Task details: Update the part of the records that opens with the line containing "Locate the barrel" and closes at the end of the records by replacing "barrel planter" with "stone planter". Reproduce only those lines, with everything else unchanged.

[Extracted data entries]
⁂

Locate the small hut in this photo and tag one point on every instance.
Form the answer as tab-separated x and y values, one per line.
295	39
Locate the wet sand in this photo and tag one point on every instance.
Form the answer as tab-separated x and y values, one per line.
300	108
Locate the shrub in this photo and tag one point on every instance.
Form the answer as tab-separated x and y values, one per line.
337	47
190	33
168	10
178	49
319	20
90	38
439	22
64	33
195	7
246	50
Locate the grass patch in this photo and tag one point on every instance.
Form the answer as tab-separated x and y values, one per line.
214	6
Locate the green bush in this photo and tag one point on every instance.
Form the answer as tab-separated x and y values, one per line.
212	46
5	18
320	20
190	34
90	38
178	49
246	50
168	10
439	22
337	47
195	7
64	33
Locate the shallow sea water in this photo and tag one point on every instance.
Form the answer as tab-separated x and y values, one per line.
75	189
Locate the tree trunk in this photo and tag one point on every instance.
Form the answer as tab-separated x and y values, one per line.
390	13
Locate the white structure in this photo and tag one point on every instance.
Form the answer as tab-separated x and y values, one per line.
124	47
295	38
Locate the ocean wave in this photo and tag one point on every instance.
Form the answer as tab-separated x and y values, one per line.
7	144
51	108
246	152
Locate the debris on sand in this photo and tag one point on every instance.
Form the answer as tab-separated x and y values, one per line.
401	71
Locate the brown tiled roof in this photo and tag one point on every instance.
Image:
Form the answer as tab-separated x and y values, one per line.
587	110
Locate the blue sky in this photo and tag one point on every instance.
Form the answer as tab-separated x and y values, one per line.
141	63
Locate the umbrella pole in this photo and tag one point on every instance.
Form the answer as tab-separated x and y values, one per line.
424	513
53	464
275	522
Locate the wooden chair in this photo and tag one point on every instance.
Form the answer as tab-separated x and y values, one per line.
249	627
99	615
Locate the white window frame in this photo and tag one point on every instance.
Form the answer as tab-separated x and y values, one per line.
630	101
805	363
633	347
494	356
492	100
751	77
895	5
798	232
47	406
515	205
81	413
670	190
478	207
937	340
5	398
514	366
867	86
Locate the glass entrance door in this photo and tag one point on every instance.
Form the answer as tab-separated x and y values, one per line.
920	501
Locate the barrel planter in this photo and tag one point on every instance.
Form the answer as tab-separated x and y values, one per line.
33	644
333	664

⁂

Task solution:
Locate the stone planter in this photo and tag one point on every instance.
Form the answer as tab-separated x and y values, one per line.
33	644
333	664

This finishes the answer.